- _WERKINSTRUCTIES_:
- a) Druk uit de tekst over de overnamedeal rond Victoria’s Secret het deel af dat begint bij de woorden "Sycamore doet er" en ophoudt na "huur niet betalen.".
- b) Vertaal deze zin uit de tekst over de overnamedeal rond Victoria’s Secret in het Engels: "Alleen in Noord-Amerika gaat het om meer dan duizend winkels."
- c) Pak de tekst over de overnamedeal rond Victoria’s Secret op waar die ophoudt en schrijf hem verder.

- _BRONTEKST_:
::::::::

Sycamore doet er alles aan om onder een eerdere overnamedeal met L Brands uit te komen. Met die overeenkomst zou de investeerder een belang van 55% nemen in lingeriebedrijf Victoria’s Secret, maar door de coronacrisis zijn alle winkels van de keten intussen gesloten.
Schending voorwaarden
Sycamore argumenteert dat L Brands de voorwaarden van de overnamedeal ter waarde van 525 miljoen dollar (480 miljoen euro) heeft geschonden, door bijna alle Victoria’s Secret en Pink-filialen wereldwijd te sluiten. Alleen in Noord-Amerika gaat het om meer dan duizend winkels. In de aanklacht stelt de investeringsmaatschappij ook dat L Brands andere acties heeft ondernomen die het lingeriebedrijf kunnen schaden, zoals het grootste deel van het personeel op non-actief plaatsen en de huur niet betalen.
“Dat deze acties zijn ondernomen als gevolg van of als reactie op de covid-19-pandemie, doet geen afbreuk aan de duidelijke schendingen van de transactieovereenkomst door L Brands”, stelt Sycamore. L Brands van zijn kant noemt de beëindiging van de overeenkomst door Sycamore ongeldig. Het bedrijf zal “alle mogelijke juridische middelen inzetten om zijn contractuele rechten af te dwingen“, schrijft Reuters.

::::::::

- _AANGELEVERDE GEGEVENS_:

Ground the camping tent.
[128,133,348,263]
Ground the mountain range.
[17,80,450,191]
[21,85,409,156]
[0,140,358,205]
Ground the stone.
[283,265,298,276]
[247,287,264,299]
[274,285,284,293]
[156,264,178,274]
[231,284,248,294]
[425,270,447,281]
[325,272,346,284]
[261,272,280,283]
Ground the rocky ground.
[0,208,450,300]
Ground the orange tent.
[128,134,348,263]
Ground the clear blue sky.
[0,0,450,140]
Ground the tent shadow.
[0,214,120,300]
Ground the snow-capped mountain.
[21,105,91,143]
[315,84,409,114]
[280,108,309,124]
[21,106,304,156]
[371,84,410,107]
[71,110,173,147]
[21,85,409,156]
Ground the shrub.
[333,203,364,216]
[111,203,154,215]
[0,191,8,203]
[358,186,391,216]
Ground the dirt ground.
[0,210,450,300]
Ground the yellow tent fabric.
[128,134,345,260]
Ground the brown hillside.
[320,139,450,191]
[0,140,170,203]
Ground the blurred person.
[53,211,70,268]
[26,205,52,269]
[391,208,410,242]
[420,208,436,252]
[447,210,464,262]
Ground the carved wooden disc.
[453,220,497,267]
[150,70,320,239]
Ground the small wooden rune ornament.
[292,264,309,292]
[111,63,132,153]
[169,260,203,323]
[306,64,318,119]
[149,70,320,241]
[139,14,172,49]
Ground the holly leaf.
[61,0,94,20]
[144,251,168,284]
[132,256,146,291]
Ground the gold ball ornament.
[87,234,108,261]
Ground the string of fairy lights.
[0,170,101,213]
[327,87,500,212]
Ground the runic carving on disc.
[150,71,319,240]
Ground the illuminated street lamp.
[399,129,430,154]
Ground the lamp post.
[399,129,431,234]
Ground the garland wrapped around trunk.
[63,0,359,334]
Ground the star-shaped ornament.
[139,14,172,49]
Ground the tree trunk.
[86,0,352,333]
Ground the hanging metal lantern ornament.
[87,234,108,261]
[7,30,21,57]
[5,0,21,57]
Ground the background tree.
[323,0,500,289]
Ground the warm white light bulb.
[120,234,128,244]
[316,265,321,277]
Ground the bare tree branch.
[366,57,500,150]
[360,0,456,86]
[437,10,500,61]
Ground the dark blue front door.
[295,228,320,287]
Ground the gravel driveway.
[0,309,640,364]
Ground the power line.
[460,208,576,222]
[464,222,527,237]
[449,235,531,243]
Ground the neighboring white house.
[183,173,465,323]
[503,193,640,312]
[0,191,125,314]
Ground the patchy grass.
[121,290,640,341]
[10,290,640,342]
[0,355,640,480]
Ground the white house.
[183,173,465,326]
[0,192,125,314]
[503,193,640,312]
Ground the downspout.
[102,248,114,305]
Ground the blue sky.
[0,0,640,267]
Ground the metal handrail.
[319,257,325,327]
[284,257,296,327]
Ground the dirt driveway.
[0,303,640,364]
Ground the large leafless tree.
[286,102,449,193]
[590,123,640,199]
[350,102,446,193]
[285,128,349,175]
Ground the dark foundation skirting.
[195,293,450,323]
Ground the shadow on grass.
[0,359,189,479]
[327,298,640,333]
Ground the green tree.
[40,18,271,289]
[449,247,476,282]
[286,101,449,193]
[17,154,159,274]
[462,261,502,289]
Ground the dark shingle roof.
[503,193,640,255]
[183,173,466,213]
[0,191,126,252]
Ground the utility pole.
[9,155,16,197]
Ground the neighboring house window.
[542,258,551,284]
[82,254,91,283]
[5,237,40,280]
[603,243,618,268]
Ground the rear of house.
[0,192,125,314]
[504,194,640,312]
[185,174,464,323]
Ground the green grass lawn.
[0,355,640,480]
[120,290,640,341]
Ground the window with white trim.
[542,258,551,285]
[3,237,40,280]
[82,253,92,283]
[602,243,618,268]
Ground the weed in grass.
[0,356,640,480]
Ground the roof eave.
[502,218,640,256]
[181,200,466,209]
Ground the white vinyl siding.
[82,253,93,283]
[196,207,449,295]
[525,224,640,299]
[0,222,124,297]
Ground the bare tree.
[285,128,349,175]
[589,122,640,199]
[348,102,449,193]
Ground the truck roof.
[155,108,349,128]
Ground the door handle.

::::::::

- _ANTWOORDEN_:
- a)
Sycamore doet er alles aan om onder een eerdere overnamedeal met L Brands uit te komen. Met die overeenkomst zou de investeerder een belang van 55% nemen in lingeriebedrijf Victoria’s Secret, maar door de coronacrisis zijn alle winkels van de keten intussen gesloten.
Schending voorwaarden
Sycamore argumenteert dat L Brands de voorwaarden van de overnamedeal ter waarde van 525 miljoen dollar (480 miljoen euro) heeft geschonden, door bijna alle Victoria’s Secret en Pink-filialen wereldwijd te sluiten. Alleen in Noord-Amerika gaat het om meer dan duizend winkels. In de aanklacht stelt de investeringsmaatschappij ook dat L Brands andere acties heeft ondernomen die het lingeriebedrijf kunnen schaden, zoals het grootste deel van het personeel op non-actief plaatsen en de huur niet betalen.

- b) In North America alone, it concerns more than a thousand stores.

- c)
Nieuwe deal?
Volgens Eric Talley, professor aan de Columbia Law School, wordt de soep wellicht niet zo heet gegeten als ze wordt opgediend. In de gegeven omstandigheden acht hij een heronderhandeling van de deal niet onwaarschijnlijk.
Op basis van de oorspronkelijke overeenkomst die tot stand kwam in februari zou L brands een belang van 45% in Victoria’s Secret behouden. Door de verkoop van een meerderheidsbelang zou het bedrijf zich kunnen concentreren op het beter presterende merk Bath & Body Works, een verkoper van badproducten en lotions, die vooral vestigingen heeft in winkelcentra in de Verenigde Staten.